課題: 下に示す医学部受験の併願校についての文章のうち、「スタディサプリ進学情報サイトより引用」から「そうな大学が「実力相応校」。」までのすべてを、一字も変えずに書き写しなさい。

医学部受験の併願校の選び方は?選ぶ際に失敗しないための13のポイント

医学部入試情報

それまでの勉強の成果が試される大学受験。

第一志望の大学以外にどんな大学をどれくらい受ければ良いのか難しいですよね

医学部受験では併願校をたくさん受ける人が多いです。

この記事を読んでぜひ第一志望だけでなく、併願校のことも考えてみてください。

無理のない受験スケジュールを組むことが重要

ある調査によれば、一般的な受験生は2〜5校受ける人が多いようです。

合格した人の中には、どうしてもこの大学に行きたいという気持ちから1校しか受けないという人ももちろんいますが、第一志望の受験の前に本番の受験の雰囲気に慣れておくためにも、第一志望の大学の他にも何校か受けたほうが良いと思います。

受験した学校の数について下のようなデータがあります。

スタディサプリ進学情報サイトより引用

約3分の2の受験生が2校以上の大学を受験しているようです。また、この円グラフの中には、基本的には単願の必要がある一般推薦や指定校推薦、AO入試で合格した受験生も含まれていますので一般受験のみで考えると、2校以上受けた受験生の割合はもう少し高くなると思います。

受験校は「挑戦校」「実力相応校」「滑り止め」の3つに分けて受験するのが良いとされています。

自分の実力より、少し偏差値は高いが「どうしてもその大学に行きたい!」という気持ちがあり、合格の可能性はあるという意味で挑戦する大学が「挑戦校」。

模試や学校の成績的に、自分の実力であればなんとか合格できそうな大学が「実力相応校」。

自分の実力ならほぼ確実に合格できそうな大学が「滑り止め」です。

併願校を選ぶ際は、偏差値だけでなく、それぞれの大学の入試傾向や受験科目もしっかりと調べて考慮することが大切です。つまり、第一志望の大学の入試傾向・受験科目が似ている大学を選ぶことが望ましいでしょう。

例えば、私大医学部受験生が併願することが多い帝京大学の医学部は数学がⅡB(旧課程)までしか出ないのに対し、昭和大学の医学部では数学を選択して受験する場合数学Ⅲ(旧課程)まで必要になります。

(元の記録)
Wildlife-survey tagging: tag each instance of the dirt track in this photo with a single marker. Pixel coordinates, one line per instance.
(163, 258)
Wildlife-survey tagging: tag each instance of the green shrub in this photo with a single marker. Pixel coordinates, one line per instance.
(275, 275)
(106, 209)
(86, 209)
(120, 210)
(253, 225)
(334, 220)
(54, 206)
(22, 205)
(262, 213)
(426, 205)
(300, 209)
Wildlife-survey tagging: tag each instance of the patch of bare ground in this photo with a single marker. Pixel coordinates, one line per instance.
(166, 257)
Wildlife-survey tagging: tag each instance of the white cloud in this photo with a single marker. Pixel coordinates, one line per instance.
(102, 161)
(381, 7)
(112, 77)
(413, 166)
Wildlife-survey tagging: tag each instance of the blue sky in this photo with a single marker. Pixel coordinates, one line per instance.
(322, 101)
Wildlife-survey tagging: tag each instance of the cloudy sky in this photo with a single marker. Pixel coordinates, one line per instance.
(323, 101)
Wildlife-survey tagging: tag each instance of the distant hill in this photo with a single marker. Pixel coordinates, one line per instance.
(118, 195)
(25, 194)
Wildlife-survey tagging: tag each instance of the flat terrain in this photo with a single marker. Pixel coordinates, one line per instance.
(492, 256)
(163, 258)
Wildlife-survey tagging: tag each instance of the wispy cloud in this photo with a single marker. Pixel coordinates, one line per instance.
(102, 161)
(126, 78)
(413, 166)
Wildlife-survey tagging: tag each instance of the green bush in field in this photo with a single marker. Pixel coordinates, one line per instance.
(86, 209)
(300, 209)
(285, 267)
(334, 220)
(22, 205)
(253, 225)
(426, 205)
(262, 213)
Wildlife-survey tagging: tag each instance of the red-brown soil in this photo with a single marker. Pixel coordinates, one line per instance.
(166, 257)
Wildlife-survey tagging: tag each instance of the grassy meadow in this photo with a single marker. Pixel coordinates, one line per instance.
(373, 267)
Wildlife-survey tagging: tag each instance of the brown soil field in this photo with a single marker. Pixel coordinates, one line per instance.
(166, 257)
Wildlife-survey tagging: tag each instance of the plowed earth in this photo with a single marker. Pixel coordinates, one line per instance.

模範解答:
スタディサプリ進学情報サイトより引用

約3分の2の受験生が2校以上の大学を受験しているようです。また、この円グラフの中には、基本的には単願の必要がある一般推薦や指定校推薦、AO入試で合格した受験生も含まれていますので一般受験のみで考えると、2校以上受けた受験生の割合はもう少し高くなると思います。

受験校は「挑戦校」「実力相応校」「滑り止め」の3つに分けて受験するのが良いとされています。

自分の実力より、少し偏差値は高いが「どうしてもその大学に行きたい!」という気持ちがあり、合格の可能性はあるという意味で挑戦する大学が「挑戦校」。

模試や学校の成績的に、自分の実力であればなんとか合格できそうな大学が「実力相応校」。